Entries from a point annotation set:
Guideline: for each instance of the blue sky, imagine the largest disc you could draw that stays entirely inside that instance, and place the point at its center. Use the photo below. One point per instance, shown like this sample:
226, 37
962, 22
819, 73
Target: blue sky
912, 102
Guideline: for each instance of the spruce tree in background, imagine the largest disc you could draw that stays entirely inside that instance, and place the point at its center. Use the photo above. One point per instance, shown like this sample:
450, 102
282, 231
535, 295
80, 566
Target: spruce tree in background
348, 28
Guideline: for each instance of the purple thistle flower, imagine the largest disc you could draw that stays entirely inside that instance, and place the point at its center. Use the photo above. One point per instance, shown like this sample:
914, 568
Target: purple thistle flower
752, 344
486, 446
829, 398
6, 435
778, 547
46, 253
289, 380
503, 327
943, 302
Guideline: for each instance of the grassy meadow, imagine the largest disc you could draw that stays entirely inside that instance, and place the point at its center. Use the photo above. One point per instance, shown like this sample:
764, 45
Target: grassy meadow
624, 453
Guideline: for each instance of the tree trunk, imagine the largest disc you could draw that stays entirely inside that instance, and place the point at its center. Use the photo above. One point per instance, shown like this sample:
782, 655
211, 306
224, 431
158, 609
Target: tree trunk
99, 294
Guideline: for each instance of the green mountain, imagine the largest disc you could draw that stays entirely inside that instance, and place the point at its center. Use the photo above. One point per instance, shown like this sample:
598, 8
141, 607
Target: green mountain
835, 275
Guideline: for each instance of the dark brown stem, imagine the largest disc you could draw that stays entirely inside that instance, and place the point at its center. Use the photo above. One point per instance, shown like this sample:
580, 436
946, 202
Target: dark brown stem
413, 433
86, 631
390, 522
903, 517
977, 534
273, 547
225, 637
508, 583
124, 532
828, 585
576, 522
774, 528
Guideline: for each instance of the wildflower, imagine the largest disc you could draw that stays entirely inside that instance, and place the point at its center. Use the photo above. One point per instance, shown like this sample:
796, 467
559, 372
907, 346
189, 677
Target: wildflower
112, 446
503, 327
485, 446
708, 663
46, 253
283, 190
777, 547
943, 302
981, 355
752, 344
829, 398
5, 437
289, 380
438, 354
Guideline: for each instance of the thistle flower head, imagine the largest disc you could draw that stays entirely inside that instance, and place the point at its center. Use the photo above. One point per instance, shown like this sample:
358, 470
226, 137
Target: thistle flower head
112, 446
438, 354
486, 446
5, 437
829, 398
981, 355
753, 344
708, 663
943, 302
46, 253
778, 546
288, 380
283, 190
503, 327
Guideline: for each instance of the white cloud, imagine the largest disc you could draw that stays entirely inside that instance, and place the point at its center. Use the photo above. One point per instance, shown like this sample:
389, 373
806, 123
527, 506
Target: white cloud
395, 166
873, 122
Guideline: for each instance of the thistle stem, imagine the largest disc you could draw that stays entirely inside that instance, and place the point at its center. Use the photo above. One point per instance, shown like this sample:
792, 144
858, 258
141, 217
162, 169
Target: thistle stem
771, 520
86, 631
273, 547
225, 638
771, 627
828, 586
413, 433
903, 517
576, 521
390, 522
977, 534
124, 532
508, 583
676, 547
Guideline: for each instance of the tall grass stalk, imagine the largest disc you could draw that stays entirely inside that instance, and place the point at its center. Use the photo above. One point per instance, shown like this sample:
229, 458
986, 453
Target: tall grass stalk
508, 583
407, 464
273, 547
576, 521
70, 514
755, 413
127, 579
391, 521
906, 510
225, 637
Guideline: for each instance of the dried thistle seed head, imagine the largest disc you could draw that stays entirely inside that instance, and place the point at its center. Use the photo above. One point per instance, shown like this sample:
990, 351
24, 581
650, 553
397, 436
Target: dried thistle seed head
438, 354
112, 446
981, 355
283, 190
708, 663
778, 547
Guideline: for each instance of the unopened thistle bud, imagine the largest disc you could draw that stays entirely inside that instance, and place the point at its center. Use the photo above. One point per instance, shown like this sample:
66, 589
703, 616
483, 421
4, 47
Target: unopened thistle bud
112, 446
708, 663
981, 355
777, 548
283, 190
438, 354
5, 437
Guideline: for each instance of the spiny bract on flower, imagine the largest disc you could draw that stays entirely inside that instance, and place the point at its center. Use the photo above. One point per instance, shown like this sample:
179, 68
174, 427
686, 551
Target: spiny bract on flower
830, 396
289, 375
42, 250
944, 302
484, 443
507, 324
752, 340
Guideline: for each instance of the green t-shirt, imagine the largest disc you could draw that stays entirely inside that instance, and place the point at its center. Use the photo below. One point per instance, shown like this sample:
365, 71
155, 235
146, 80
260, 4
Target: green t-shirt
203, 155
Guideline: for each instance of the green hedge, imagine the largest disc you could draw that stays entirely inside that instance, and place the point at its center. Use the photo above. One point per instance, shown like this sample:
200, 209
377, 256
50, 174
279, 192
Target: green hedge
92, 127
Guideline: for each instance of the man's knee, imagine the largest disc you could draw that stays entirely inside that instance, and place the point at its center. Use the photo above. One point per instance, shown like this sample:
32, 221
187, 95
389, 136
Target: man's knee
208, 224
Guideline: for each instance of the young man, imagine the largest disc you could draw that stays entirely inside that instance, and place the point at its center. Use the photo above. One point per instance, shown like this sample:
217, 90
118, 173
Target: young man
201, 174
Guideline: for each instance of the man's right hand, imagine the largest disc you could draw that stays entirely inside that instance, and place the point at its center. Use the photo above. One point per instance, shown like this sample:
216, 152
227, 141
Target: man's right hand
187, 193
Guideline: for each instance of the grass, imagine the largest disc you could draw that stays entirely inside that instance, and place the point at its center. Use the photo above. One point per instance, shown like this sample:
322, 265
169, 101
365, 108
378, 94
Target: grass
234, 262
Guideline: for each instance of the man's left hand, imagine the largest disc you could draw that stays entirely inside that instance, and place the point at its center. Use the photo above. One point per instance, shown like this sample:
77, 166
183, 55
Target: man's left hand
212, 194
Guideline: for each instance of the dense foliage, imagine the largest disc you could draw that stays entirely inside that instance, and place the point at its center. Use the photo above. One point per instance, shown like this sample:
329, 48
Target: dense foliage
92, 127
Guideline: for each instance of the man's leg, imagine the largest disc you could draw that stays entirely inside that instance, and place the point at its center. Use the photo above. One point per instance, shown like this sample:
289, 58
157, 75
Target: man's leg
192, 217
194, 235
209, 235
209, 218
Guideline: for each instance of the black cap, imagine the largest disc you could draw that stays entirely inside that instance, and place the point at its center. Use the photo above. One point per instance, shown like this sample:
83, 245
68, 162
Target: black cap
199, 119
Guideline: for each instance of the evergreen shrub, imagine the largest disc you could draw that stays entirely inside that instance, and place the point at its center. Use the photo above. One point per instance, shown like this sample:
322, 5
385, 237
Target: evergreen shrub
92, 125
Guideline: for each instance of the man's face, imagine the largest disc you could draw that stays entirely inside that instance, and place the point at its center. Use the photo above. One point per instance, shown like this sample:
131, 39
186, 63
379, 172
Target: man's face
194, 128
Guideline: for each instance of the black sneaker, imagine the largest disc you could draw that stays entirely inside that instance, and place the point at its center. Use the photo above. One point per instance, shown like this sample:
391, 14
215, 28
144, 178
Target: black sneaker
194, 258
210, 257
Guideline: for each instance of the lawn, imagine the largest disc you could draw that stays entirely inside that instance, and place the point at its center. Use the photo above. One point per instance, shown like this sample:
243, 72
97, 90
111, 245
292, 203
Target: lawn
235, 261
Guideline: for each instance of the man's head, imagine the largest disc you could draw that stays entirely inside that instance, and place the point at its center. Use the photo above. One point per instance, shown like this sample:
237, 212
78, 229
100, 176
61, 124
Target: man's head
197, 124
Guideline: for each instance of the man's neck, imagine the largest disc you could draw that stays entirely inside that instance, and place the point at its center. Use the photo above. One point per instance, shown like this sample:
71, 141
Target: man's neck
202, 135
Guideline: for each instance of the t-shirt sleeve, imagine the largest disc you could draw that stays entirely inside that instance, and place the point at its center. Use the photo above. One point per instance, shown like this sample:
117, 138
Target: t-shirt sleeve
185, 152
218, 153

WHAT YOU ARE ASKED TO DO: Starting at the line with "Guideline: for each instance of the lawn, imagine", copy every line up to and including the last one in the entries above.

FULL SOLUTION:
Guideline: for each instance of the lawn, imagine the largest disc you could draw that stays entirely inside that instance, and place the point at its center. Use the photo above. One point per instance, shown like this sample:
243, 72
97, 90
111, 245
292, 203
Target: lawn
235, 261
Guideline: for each instance of the man's head, imagine the largest disc you could draw that stays entirely inside that instance, and place the point at its center. Use the photo above. One point per instance, shown like this sample:
237, 212
78, 229
100, 176
61, 124
Target: man's head
197, 124
Guideline: for each instance of the man's neck, imagine the largest disc you could draw that stays entirely inside that instance, and place the point at its center. Use the photo above. One point per instance, shown like this sample:
71, 141
Target: man's neck
202, 135
Guideline: for each instance of the t-shirt sleeve, imagine the largest disc you could draw that stays entirely inside that instance, and place the point at its center. Use the photo above. One point per instance, shown like this sample:
117, 138
Target: t-shirt sleeve
185, 152
218, 153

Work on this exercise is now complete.